Text shown:
☆ ☆ ☆ ☆ ☆ ☆ ☆

Condominium properties represent a large number of sales in all Alberta markets every year [about 30%], and the issues that surround the purchase and sale of condominium properties are specific and intrinsically linked to the condominium documents. It is widely understood that condominium ownership provides a carefree lifestyle option, but confusion over condominiums can be expensive. Let's take a few minutes to think through some of the high points.
As you would expect, the Real Estate Act of Alberta as well as the Real Estate Act Rules, govern the transaction of condominium properties, because condominium is a form of owning real property. As an additional complexity, condominiums are also governed by the Condominium Properties Act of Alberta which relates to the running of the condominium corporation itself, as well as specifics about how condominiums are bought and sold.

☆ ☆ ☆ ☆ ☆ ☆ ☆

Data rows:
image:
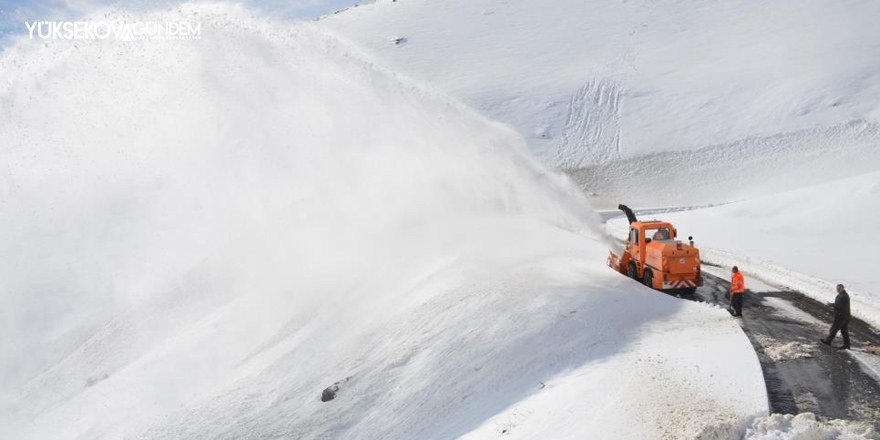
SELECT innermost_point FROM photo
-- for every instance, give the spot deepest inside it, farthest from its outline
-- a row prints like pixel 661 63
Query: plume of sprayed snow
pixel 265 167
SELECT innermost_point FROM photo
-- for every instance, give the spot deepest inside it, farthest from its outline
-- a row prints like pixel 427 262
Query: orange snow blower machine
pixel 652 255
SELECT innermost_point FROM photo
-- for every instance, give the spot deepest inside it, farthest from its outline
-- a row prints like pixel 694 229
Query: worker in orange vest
pixel 737 288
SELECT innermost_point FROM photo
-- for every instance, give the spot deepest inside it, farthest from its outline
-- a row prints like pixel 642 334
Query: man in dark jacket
pixel 841 318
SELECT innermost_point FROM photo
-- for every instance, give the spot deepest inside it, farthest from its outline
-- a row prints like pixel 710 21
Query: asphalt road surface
pixel 802 374
pixel 827 381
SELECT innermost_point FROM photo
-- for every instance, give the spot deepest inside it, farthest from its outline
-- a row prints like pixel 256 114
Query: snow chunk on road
pixel 806 427
pixel 780 352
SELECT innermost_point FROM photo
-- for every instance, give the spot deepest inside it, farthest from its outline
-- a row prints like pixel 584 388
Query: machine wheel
pixel 649 278
pixel 689 292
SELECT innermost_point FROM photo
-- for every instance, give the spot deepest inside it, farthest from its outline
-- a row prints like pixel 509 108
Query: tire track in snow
pixel 592 122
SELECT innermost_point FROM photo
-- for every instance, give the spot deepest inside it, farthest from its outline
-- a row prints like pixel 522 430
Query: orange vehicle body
pixel 653 256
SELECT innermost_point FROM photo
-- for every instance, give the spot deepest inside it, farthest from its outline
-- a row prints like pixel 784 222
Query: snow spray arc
pixel 101 30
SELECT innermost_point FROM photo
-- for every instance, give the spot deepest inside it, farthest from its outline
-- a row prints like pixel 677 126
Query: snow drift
pixel 590 82
pixel 199 236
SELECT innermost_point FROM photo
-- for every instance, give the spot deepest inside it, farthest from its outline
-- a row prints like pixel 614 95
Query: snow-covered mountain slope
pixel 822 231
pixel 199 236
pixel 593 81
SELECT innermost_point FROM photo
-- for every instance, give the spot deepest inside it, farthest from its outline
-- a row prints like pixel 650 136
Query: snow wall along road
pixel 172 211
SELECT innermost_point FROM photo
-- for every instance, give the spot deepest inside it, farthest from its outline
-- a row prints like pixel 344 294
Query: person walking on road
pixel 737 288
pixel 841 318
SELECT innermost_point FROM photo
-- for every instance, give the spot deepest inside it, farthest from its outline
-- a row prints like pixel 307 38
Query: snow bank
pixel 200 236
pixel 590 82
pixel 808 239
pixel 805 426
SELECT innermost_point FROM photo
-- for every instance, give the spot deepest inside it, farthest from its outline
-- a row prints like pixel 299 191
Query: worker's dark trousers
pixel 842 324
pixel 736 302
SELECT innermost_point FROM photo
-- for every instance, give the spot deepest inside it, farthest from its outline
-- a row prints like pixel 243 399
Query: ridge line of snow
pixel 773 274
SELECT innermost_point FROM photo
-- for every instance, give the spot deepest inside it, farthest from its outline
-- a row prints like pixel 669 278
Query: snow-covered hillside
pixel 199 236
pixel 822 233
pixel 590 82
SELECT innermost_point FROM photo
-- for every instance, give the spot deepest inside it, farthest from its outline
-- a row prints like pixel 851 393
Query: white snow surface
pixel 593 82
pixel 200 236
pixel 807 427
pixel 808 239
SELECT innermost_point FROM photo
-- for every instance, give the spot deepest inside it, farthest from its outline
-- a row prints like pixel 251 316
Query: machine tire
pixel 648 279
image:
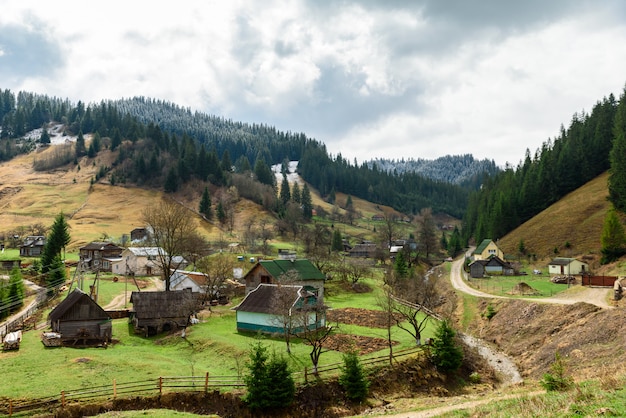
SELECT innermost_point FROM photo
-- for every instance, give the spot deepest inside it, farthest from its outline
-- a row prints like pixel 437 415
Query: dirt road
pixel 593 295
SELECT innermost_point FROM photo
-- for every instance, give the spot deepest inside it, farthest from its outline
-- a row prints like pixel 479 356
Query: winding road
pixel 593 295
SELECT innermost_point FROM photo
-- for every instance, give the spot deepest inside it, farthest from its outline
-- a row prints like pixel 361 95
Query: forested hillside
pixel 577 155
pixel 464 170
pixel 162 145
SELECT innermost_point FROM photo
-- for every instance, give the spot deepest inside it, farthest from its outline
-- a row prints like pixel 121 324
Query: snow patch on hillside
pixel 292 175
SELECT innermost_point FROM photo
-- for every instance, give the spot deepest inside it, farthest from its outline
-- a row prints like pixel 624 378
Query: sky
pixel 370 79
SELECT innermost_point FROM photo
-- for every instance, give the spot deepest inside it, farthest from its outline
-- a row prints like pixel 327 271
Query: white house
pixel 140 261
pixel 263 309
pixel 567 266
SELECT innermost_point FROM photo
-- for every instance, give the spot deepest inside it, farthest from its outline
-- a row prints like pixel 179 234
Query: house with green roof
pixel 486 250
pixel 299 272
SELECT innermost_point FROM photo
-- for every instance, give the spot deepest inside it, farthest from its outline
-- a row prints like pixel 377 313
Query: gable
pixel 305 269
pixel 76 306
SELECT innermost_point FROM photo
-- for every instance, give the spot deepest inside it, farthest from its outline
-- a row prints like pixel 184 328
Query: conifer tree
pixel 352 377
pixel 205 204
pixel 613 239
pixel 446 355
pixel 617 176
pixel 307 203
pixel 337 243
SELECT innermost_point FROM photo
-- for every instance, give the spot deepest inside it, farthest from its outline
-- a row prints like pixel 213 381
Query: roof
pixel 73 298
pixel 562 261
pixel 482 246
pixel 264 298
pixel 179 276
pixel 162 304
pixel 146 251
pixel 305 269
pixel 100 246
pixel 31 240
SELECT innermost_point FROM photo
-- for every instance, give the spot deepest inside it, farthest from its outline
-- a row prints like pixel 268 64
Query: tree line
pixel 578 154
pixel 160 144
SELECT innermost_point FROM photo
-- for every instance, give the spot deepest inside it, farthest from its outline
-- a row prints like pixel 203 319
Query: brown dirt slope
pixel 589 338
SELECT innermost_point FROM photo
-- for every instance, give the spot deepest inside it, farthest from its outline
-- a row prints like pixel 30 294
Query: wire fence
pixel 173 384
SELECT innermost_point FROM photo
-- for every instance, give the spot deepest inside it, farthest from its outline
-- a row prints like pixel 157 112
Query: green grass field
pixel 212 346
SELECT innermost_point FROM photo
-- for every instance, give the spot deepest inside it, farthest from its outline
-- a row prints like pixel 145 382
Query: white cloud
pixel 421 79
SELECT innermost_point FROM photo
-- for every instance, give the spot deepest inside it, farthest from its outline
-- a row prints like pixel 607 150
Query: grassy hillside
pixel 573 226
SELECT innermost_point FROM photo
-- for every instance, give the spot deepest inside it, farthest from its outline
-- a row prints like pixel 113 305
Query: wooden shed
pixel 80 320
pixel 155 312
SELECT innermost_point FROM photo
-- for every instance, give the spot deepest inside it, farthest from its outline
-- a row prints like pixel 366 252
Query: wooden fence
pixel 175 384
pixel 600 281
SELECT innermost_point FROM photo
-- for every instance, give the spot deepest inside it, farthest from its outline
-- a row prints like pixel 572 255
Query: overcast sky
pixel 370 79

☆ ☆ ☆ ☆ ☆ ☆ ☆

What needs to be done: Write the next part of the text above on buying and selling condominiums in Alberta, picking up after its last sentence.

Response:
One of the biggest misconceptions about condominiums is what exactly a condominium is. Many consumers believe a condominium is an apartment-style property in a complex which offers amenities for its owners. Although this may be accurate, it is not the whole story, as a condominium can be almost anything from an apartment or townhouse to the lot under a single-family home or a 20-acre parcel of rural land. The reason for this is that a Condominium is a type of corporate ownership of a project, rather than simply owning a piece of individual real estate. One of the benefits of condominium ownership includes the right to dispose of your interest in that corporation which is why in the real estate space it feels a lot like non-condominium property.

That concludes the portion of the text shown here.